We’ve been talking for less than five minutes when I spot the swastika. It’s just above the head of László Nemes, one of Europe’s most acclaimed directors, as he sits in the suite of a London hotel, talking about Orphan, his intensely personal new film that dwells on – among other things – the impact of the Holocaust on the generations that followed. It’s an ancient, Hindu swastika, part of a decorative wall-hanging – but still.
I’m halfway through a question when I notice it. Nemes laughs; of course, he’d seen it immediately. “I wanted to point that out to you,” he says. “It is so funny. Before leaving this room, I will take pictures.” Mind you, he’s had worse. “When I was at the San Sebastián film festival with Son of Saul, they put me in the Mel Gibson room.”
Son of Saul was the film that launched Nemes. Released in 2015, it was his first feature as a director, an astonishing, unflinching study of a day and a half in the life of a Sonderkommando, one of the slave labourers of Auschwitz-Birkenau forced to perform the bleakest task imaginable: clearing the gas chambers of the corpses of their fellow Jews, depositing the bodies in ovens to be incinerated. Son of Saul dared to stare into the abyss of the Shoah and was swiftly recognised as among the greatest films about the Holocaust ever made. It won every prize going, including the Oscar for best foreign language film.
Orphan is only the second movie Nemes, now 49, has made in the 11 years that have passed since Son of Saul (though a third, Moulin, about the last days of French resistance leader Jean Moulin is set to debut at Cannes today). Naturally, he had offers: he could have been a “gun for hire”, he says but: “I wanted to keep control. I wanted to be the director and not, you know, just someone who carries out the task … I have a hard time saying, ‘Yes, boss.’”
The result, in Orphan, is a film that could only have been made by Nemes. It tells the haunting story of Andor, a teenage Jewish boy growing up in Hungary in the shadow of both the second world war and the failed 1956 uprising against Soviet domination. Andor survived the Holocaust by being hidden in an orphanage, but less clear is how his mother made it. Meanwhile, the boy pines for his missing father, imagining him to be a war hero who will return any day.
Instead, a brutal, boorish man – a literal butcher – appears, ready to take up that paternal role. Slowly we piece together the compromises his mother made and whose child the boy really is.
□ □ □
Instructions to follow: Print the passage from the interview about Orphan from "The result, in" up to and including "boy really is.".

Natural-language object grounding data:
□ □ □
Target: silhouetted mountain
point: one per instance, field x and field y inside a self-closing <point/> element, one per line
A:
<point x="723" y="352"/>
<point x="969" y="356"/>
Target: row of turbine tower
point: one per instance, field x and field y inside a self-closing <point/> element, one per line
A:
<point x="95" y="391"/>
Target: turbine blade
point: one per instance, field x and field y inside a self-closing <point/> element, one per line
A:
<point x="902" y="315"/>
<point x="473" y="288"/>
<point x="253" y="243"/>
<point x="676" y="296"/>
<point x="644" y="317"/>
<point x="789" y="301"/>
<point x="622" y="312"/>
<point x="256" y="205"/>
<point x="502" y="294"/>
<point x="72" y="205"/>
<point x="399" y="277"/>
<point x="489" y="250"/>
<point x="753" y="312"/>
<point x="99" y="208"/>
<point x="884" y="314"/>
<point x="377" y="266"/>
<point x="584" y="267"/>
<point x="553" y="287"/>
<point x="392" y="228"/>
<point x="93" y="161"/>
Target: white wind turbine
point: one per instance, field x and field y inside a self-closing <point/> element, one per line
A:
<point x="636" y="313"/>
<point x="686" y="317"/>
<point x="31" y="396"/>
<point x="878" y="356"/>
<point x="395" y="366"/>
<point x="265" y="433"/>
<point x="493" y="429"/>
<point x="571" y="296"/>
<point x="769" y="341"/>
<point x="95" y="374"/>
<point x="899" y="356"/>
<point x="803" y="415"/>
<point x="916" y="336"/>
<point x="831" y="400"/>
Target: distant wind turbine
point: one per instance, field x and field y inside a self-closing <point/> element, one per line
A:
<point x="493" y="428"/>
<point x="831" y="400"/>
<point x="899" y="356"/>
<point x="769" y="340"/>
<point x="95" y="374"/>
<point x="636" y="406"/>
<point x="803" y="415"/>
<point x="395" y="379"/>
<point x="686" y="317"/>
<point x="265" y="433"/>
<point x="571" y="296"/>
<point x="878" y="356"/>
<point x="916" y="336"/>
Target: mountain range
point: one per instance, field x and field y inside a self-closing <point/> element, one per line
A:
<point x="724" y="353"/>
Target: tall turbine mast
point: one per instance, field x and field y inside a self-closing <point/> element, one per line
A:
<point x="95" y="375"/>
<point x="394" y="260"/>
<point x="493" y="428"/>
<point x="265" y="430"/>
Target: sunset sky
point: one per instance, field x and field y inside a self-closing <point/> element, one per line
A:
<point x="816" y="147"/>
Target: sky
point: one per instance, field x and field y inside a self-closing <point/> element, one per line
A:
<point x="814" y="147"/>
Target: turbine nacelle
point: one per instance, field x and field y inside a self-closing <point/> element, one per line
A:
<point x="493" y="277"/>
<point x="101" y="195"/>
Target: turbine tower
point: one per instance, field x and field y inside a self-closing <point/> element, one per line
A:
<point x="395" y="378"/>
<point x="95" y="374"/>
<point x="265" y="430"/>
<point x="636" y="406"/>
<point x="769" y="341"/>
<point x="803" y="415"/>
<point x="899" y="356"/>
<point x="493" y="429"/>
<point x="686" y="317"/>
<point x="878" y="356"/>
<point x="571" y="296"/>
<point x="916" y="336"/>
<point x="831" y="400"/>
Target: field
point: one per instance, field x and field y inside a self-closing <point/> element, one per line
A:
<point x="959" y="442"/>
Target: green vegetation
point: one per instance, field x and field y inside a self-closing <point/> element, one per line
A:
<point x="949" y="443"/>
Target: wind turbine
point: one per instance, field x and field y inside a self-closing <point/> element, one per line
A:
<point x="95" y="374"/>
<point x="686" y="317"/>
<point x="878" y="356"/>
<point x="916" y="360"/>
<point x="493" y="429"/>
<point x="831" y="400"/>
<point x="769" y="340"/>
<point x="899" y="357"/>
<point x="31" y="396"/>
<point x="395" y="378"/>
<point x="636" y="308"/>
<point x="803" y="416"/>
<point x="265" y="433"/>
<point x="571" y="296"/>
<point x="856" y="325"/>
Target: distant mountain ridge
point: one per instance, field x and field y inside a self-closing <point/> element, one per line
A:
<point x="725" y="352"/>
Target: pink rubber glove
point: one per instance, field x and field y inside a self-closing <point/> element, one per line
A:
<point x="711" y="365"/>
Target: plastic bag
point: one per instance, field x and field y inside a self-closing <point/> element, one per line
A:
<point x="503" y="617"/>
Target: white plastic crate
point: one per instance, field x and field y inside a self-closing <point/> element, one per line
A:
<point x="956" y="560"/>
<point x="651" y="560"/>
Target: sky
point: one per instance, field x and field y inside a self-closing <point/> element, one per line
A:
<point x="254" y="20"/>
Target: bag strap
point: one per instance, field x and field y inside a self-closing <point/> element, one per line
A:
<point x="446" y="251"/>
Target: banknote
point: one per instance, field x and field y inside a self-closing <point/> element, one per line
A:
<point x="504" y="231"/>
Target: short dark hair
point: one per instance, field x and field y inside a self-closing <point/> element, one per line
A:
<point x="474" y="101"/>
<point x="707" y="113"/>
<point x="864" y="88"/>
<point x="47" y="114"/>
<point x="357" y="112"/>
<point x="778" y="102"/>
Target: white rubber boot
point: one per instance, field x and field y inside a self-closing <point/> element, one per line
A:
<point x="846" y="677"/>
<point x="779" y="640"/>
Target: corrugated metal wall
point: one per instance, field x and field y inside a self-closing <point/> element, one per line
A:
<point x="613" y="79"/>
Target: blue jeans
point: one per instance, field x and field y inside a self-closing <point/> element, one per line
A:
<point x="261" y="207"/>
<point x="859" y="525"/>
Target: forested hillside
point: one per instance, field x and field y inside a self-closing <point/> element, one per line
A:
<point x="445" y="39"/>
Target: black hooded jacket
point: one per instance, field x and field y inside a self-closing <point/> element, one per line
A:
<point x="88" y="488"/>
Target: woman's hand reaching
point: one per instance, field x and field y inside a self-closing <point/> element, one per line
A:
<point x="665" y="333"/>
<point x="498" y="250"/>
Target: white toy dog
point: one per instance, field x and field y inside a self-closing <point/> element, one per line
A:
□ □ □
Solution to this task:
The result, in Orphan, is a film that could only have been made by Nemes. It tells the haunting story of Andor, a teenage Jewish boy growing up in Hungary in the shadow of both the second world war and the failed 1956 uprising against Soviet domination. Andor survived the Holocaust by being hidden in an orphanage, but less clear is how his mother made it. Meanwhile, the boy pines for his missing father, imagining him to be a war hero who will return any day.
Instead, a brutal, boorish man – a literal butcher – appears, ready to take up that paternal role. Slowly we piece together the compromises his mother made and whose child the boy really is.